- _TEXT TO READ_
start

The HPSS Integrity Crawler works by creating a statistical sample space of datasets for every iteration, from the overall population based on several dimensions such as file size, age, media type, and project.

OLCF TechInt Team develops, deploys HPSS data Quality Assurance framework

A new data quality assurance tool developed by the Technology Integration Group (TechInt) at the Oak Ridge Leadership Computing Facility (OLCF) – a DOE Office of Science User Facility – will help protect that data by validating the integrity of the High Performance Storage System (HPSS) archive.

The HPSS provides longer-term storage for the large amounts of data created on the compute systems at the OLCF. The mass storage facility consists of tape and disk storage components, servers, and HPSS software. Over the course of decades, about 55 million data files have been accumulated and safely stored.

This new tool—HPSS Integrity Crawler (HPSS IC)—works by creating a statistical sample space of datasets for every iteration, from the overall population based on several dimensions such as file size, age, media type, and project. It also provides a plug-in framework that will allow new data QA mechanisms to be developed quickly and deployed easily and builds a repository comprising integrity metadata based on the QA schemes, which can be queried. It has been tested and refined since becoming operational in early 2014.

For example, the Checksum Verifier plug-in allows for an integrity check by scanning HPSS files and computing their checksums. By building and tracking checksums for a statistical sample of files in the archive, the tool can help increase confidence in the accuracy and completeness of the data stored in the archive.

end

- _GIVEN REQUEST 1_
Output the records starting at the line containing "Return the outline of every instance of the sky" and ending at the end of the records as a two-column CSV with the columns instruction and outline. Put one row per request, with the request text and its answer each in a single quoted field and line breaks replaced by spaces.

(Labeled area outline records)
start

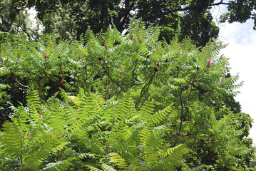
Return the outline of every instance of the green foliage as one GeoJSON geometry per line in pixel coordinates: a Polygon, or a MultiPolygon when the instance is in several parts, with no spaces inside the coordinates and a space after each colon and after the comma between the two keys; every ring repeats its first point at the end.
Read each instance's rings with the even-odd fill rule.
{"type": "Polygon", "coordinates": [[[1,169],[249,170],[252,120],[219,101],[242,86],[220,47],[160,31],[132,21],[127,35],[1,45],[3,76],[28,94],[0,132],[1,169]]]}

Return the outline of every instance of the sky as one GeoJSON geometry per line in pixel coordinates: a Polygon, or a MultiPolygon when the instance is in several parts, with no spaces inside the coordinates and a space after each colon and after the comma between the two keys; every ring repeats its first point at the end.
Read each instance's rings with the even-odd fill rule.
{"type": "MultiPolygon", "coordinates": [[[[242,106],[242,112],[248,113],[256,122],[256,31],[253,30],[253,21],[248,20],[243,24],[228,24],[218,22],[218,16],[226,11],[225,6],[213,8],[213,16],[220,27],[219,39],[228,46],[220,51],[230,58],[232,76],[239,73],[237,82],[243,81],[243,86],[237,89],[240,91],[236,97],[242,106]]],[[[249,137],[253,138],[256,145],[256,123],[253,123],[249,137]]]]}
{"type": "MultiPolygon", "coordinates": [[[[219,23],[220,14],[225,11],[225,5],[213,7],[212,11],[215,21],[220,28],[219,39],[224,43],[228,43],[220,51],[220,55],[223,54],[230,58],[231,75],[239,73],[240,76],[237,83],[243,81],[242,87],[237,90],[240,93],[235,99],[242,105],[242,112],[248,113],[256,122],[256,77],[254,76],[256,74],[256,31],[252,29],[252,20],[243,24],[219,23]]],[[[29,18],[34,21],[36,11],[31,10],[30,13],[29,18]]],[[[249,136],[253,138],[256,145],[256,123],[253,123],[249,136]]]]}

end

- _GIVEN REQUEST 2_
Reproduce the passage of the text on the HPSS data quality tool starting at "For example, the" and ending at "in the archive.", substituting "Hash Validator" for "Checksum Verifier".

- _FULL SOLUTION 1_
instruction,outline
"Return the outline of every instance of the sky as one GeoJSON geometry per line in pixel coordinates: a Polygon, or a MultiPolygon when the instance is in several parts, with no spaces inside the coordinates and a space after each colon and after the comma between the two keys; every ring repeats its first point at the end. Read each instance's rings with the even-odd fill rule.","{""type"": ""MultiPolygon"", ""coordinates"": [[[[242,106],[242,112],[248,113],[256,122],[256,31],[253,30],[253,21],[248,20],[243,24],[228,24],[218,22],[218,16],[226,11],[225,6],[213,8],[213,16],[220,27],[219,39],[228,46],[220,51],[230,58],[232,76],[239,73],[237,82],[243,81],[243,86],[237,89],[240,91],[236,97],[242,106]]],[[[249,137],[253,138],[256,145],[256,123],[253,123],[249,137]]]]} {""type"": ""MultiPolygon"", ""coordinates"": [[[[219,23],[220,14],[225,11],[225,5],[213,7],[212,11],[215,21],[220,28],[219,39],[224,43],[228,43],[220,51],[220,55],[223,54],[230,58],[231,75],[239,73],[240,76],[237,83],[243,81],[242,87],[237,90],[240,93],[235,99],[242,105],[242,112],[248,113],[256,122],[256,77],[254,76],[256,74],[256,31],[252,29],[252,20],[243,24],[219,23]]],[[[29,18],[34,21],[36,11],[31,10],[30,13],[29,18]]],[[[249,136],[253,138],[256,145],[256,123],[253,123],[249,136]]]]}"

- _FULL SOLUTION 2_
For example, the Hash Validator plug-in allows for an integrity check by scanning HPSS files and computing their checksums. By building and tracking checksums for a statistical sample of files in the archive, the tool can help increase confidence in the accuracy and completeness of the data stored in the archive.